▸ Input for this task:

## BEGIN

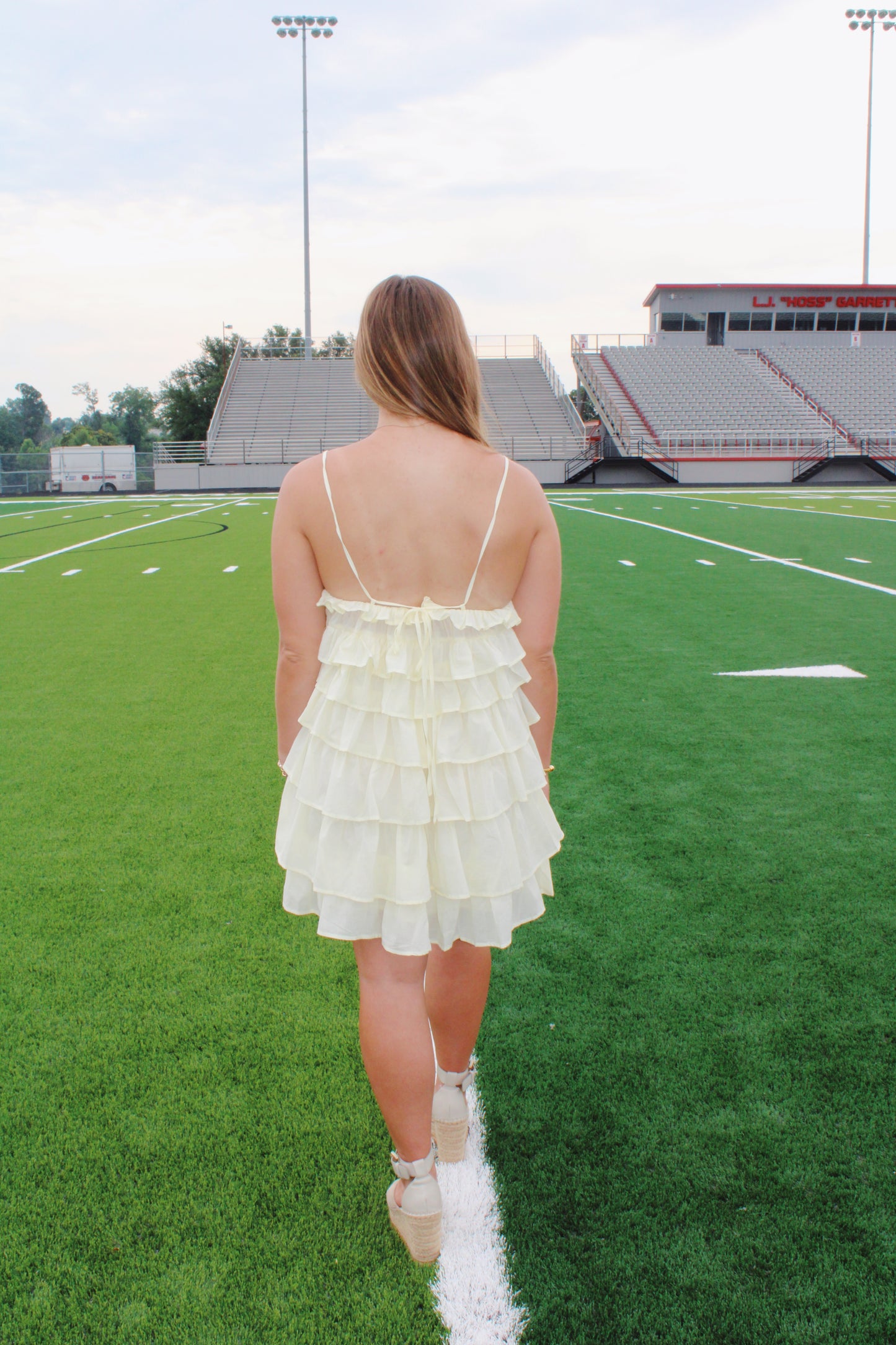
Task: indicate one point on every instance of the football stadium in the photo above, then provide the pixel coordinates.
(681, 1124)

## END
## BEGIN

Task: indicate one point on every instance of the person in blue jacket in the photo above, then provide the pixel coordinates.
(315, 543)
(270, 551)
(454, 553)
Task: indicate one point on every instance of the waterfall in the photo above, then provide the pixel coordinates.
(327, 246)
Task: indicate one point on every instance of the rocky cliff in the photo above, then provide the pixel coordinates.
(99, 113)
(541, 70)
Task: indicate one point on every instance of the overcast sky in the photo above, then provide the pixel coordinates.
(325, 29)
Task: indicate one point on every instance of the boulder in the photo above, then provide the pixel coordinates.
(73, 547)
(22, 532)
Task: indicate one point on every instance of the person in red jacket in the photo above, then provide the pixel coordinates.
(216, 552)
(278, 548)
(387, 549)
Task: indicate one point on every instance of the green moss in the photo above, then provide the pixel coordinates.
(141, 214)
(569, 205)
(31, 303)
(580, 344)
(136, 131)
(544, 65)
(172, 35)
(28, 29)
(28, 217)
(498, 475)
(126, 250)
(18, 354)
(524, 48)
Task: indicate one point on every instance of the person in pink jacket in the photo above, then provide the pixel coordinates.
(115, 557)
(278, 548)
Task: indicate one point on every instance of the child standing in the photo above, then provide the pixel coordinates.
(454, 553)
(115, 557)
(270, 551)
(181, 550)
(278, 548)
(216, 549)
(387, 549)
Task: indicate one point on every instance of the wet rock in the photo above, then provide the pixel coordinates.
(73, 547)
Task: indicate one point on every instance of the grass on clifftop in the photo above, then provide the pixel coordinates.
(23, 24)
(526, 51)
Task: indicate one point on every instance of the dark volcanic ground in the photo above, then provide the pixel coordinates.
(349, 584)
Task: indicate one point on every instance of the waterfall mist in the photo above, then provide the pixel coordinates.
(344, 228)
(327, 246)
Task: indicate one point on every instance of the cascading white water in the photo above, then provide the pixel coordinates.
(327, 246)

## END

▸ Instruction: Rescale the records between the lines holding "Task: indicate one point on every instance of the football" and "(681, 1124)", inclusive. Write out only those lines, requests included, with every pixel coordinate in the answers multiplied by 2.05 and rounded to a whole number, halves rounding up.

▸ Solved exercise:
Task: indicate one point on every instance of the football stadium in the photo above, then provide the pixel coordinates.
(1396, 2304)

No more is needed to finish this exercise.